[Start of MATERIAL TO PROCESS]
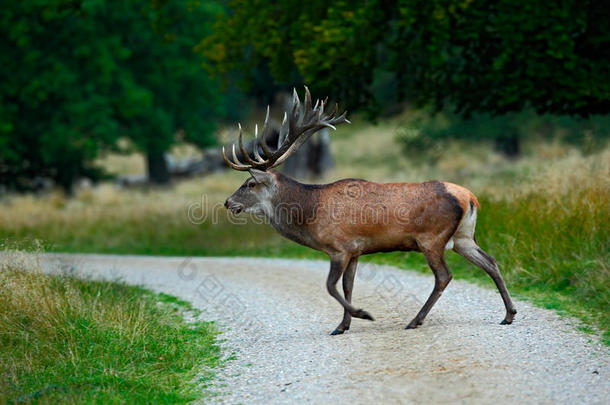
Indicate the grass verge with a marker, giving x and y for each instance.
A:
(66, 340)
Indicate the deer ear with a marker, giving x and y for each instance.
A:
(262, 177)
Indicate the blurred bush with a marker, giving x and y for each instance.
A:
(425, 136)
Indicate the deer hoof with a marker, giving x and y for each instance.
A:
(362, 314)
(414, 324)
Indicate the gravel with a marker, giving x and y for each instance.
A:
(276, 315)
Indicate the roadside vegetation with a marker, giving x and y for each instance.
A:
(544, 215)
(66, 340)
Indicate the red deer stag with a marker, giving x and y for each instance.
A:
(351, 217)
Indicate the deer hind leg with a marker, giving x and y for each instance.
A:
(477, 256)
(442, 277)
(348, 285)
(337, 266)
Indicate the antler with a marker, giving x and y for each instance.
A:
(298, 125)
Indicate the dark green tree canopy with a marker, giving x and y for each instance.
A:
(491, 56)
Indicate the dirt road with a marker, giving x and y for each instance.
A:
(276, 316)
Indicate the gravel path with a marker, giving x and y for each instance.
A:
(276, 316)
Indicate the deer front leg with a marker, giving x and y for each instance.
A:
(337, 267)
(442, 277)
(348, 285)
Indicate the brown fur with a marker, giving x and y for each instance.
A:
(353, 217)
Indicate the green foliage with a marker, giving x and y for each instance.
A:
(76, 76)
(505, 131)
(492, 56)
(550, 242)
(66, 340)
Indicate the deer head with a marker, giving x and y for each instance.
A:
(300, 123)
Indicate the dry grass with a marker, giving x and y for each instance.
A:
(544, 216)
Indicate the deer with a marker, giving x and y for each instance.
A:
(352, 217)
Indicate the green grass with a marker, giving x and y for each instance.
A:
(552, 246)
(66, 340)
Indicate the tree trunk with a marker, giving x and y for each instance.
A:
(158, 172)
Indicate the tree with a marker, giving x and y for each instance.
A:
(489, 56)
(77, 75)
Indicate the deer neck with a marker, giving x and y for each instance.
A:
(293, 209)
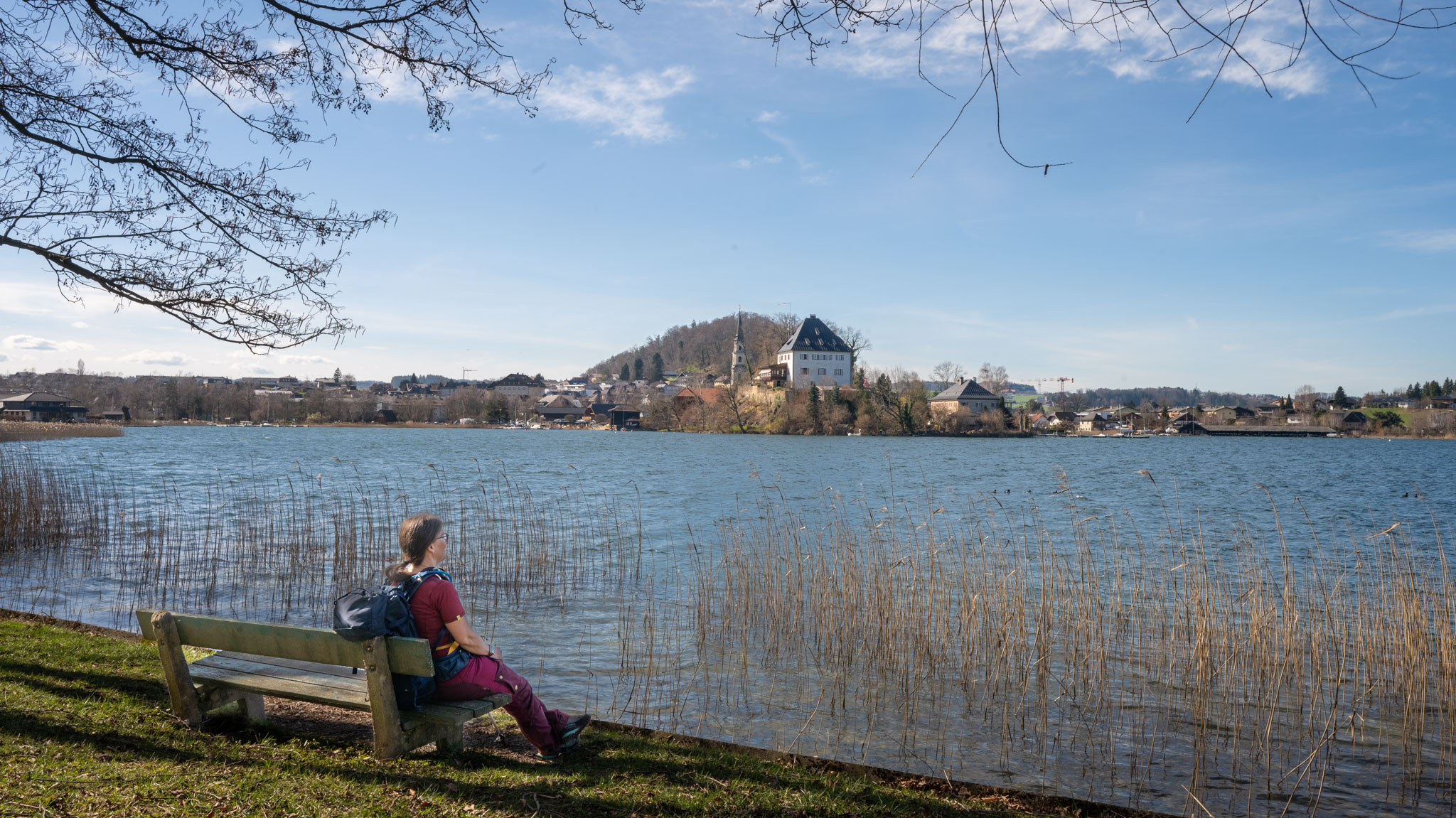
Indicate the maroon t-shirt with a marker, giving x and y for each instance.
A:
[End of MATERIAL TO PROCESS]
* **DIRECTIONS FOR THIS TASK**
Write out the whole listing exactly, and drop the pictures.

* **SOLUTION TO THIS EXERCISE**
Indicate the grass verge with a marker, giving x and y for each instance.
A:
(66, 340)
Indicate the deer ear with a marker, giving x and y for each instance.
A:
(262, 177)
Indicate the blurred bush with a marker, giving x and y for each instance.
A:
(425, 136)
Indicate the deer hoof with a marker, giving x and y for each instance.
A:
(362, 314)
(414, 324)
Indicate the gravel with a marker, giving x and y for each instance.
A:
(276, 315)
Indicate the roadside vegetation with a marker, giving x and y for each instance.
A:
(544, 215)
(66, 340)
Indicate the red deer stag with a marker, giving x and y for each instance.
A:
(351, 217)
Indicate the deer hind leg with a marker, giving x and y for each instance.
A:
(477, 256)
(442, 277)
(348, 285)
(337, 266)
Indicate the antler with a marker, giving x and y for each instance.
A:
(298, 125)
Indicate the dark green tree canopy with a marker, giving x and y for each instance.
A:
(491, 56)
Indicate the dirt road with a marker, giving x and y for each instance.
A:
(276, 316)
Indicate the gravel path with a marker, giving x and y for each instance.
A:
(276, 316)
Indicate the deer front leg with a marker, giving x and y for each instance.
A:
(337, 267)
(442, 277)
(348, 285)
Indicate the brown fur with a marker, giving x and y for each instance.
A:
(353, 217)
Indicate the green foliage with a marker, giving x and y for each instance.
A:
(76, 76)
(505, 131)
(492, 56)
(550, 242)
(66, 340)
Indicate the deer head with a marker, giving x and y for each instance.
A:
(300, 123)
Indicate the dry grass with a marker, giving x and y for each instance.
A:
(544, 216)
Indicate the deer with a marker, giving x and y for each instance.
A:
(352, 217)
Indicate the green grass with a marker, giving x and y for each instance.
A:
(552, 246)
(66, 340)
Indicate the tree trunk with a marker, giving x and y for each instance.
A:
(158, 172)
Indicate the tree with a marker, giving x and y for each instance.
A:
(489, 56)
(77, 75)
Indicate the deer neck with a marker, giving x and y for each instance.
A:
(293, 209)
Indicate the maroon t-shirt with a marker, giving x and y for each instance.
A:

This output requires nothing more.